**ISTRUZIONI DA SEGUIRE**
Trascrivi parola per parola la parte del brano sul trauma sistemico che va da "Perché a livello" fino a "a lungo termine." compreso.

**BRANO PROPOSTO**
════════════════
Molti dei traumi di cui facciamo esperienza hanno un’origine relazionale, ma sono proprio le relazioni con gli altri il più potente strumento di guarigione e trasformazione che abbiamo a disposizione.
Perché a livello collettivo influenza le dinamiche di potere e controllo
Come scrive CJ Patterson su Cultural PTSD & Power:
L'incessante ricerca del potere viene inquadrata solo come un'ideologia da disdegnare o da difendere con forza. Ma se la si osserva attraverso la lente del trauma, come il disperato tentativo di un gruppo di consolidare il potere per sentirsi al sicuro, è difficile non considerarla una reazione basata sul trauma.
Il trauma può produrre modi di percepire alterati negli individui e nei gruppi (prevale il pensiero basato sulla paura: il mondo si divide tra sicuro e insicuro, la ricerca del potere diventa smisurata).
Qualsiasi "minaccia" di perdita di potere si confonde con le esigenze di sopravvivenza.
In modalità sopravvivenza, nessun essere umano si concentra sull'equità, sui diritti altrui o su strategie a lungo termine.
Come identificare i segni del trauma sistemico nelle nostre organizzazioni e gruppi
L’articolo più letto nel 2024 sulla Standford Social Innovation Review, una delle riviste più influenti sul cambiamento sociale, è intitolato “Sistemi di guarigione” ed è dedicato al “trauma sistemico”.
Nell’articolo individuano 5 strategie per individuare e occuparsi del trauma sistemico.
1. Le risposte sistemiche al trauma imitano le risposte individuali al trauma.
In parole povere, le risposte sistemiche al trauma imitano le risposte individuali al trauma: stesso schema, diverso ordine di grandezza.
2. I sistemi portano con sé il trauma perché sono relazionali.
Questa nozione di trauma che fluisce attraverso le nostre interazioni e relazioni offre una potente intuizione su come il trauma venga amplificato su scale più ampie fino a finire intrappolato in un sistema e codificato nel comportamento di quel sistema nel tempo.
3. I leader devono riconoscere sia il proprio trauma che il trauma sistemico che ha un impatto sugli altri.
"Lavorare sul nostro trauma" ci permette di migliorare la nostra capacità di notare quando agiamo in base alle nostre risposte traumatiche predefinite. Allo stesso modo, ci aiuta a identificare le risposte traumatiche degli altri e a distinguere tra il loro comportamento quando sono in uno stato di attivazione e la loro identità come persona. Permette inoltre di relazionarsi con gli altri in modo empatico e umanizzante e di individuare modalità di lavoro che riducono la probabilità di innescare o ritraumatizzare altre persone nel sistema, in particolare le più vulnerabili.
════════════════
Dati raccolti:
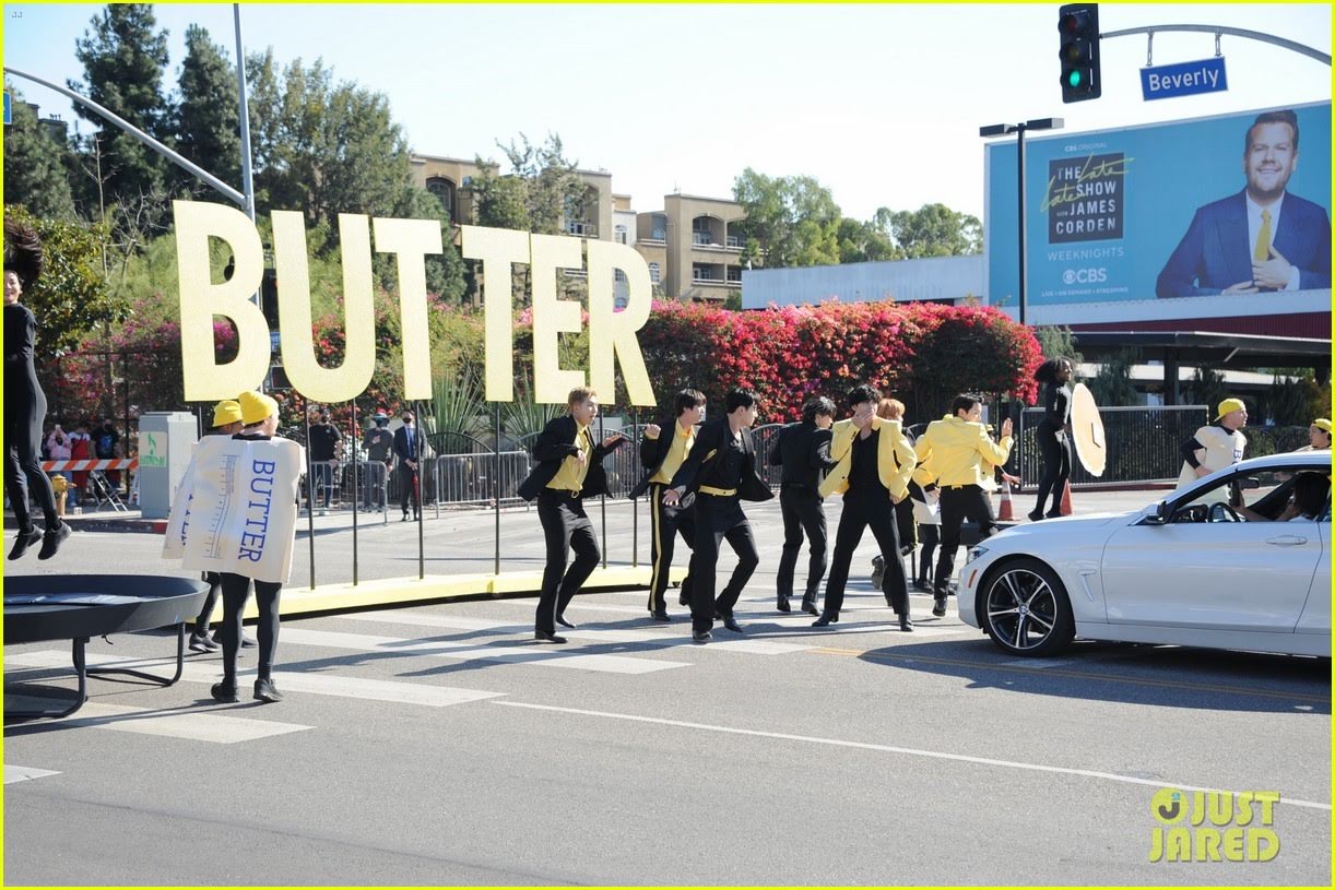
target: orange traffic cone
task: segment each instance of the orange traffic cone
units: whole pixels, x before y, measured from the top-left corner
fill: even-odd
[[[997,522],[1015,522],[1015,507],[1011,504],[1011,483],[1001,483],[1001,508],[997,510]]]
════════════════
**SPAZIO RISPOSTA**
Perché a livello collettivo influenza le dinamiche di potere e controllo
Come scrive CJ Patterson su Cultural PTSD & Power:
L'incessante ricerca del potere viene inquadrata solo come un'ideologia da disdegnare o da difendere con forza. Ma se la si osserva attraverso la lente del trauma, come il disperato tentativo di un gruppo di consolidare il potere per sentirsi al sicuro, è difficile non considerarla una reazione basata sul trauma.
Il trauma può produrre modi di percepire alterati negli individui e nei gruppi (prevale il pensiero basato sulla paura: il mondo si divide tra sicuro e insicuro, la ricerca del potere diventa smisurata).
Qualsiasi "minaccia" di perdita di potere si confonde con le esigenze di sopravvivenza.
In modalità sopravvivenza, nessun essere umano si concentra sull'equità, sui diritti altrui o su strategie a lungo termine.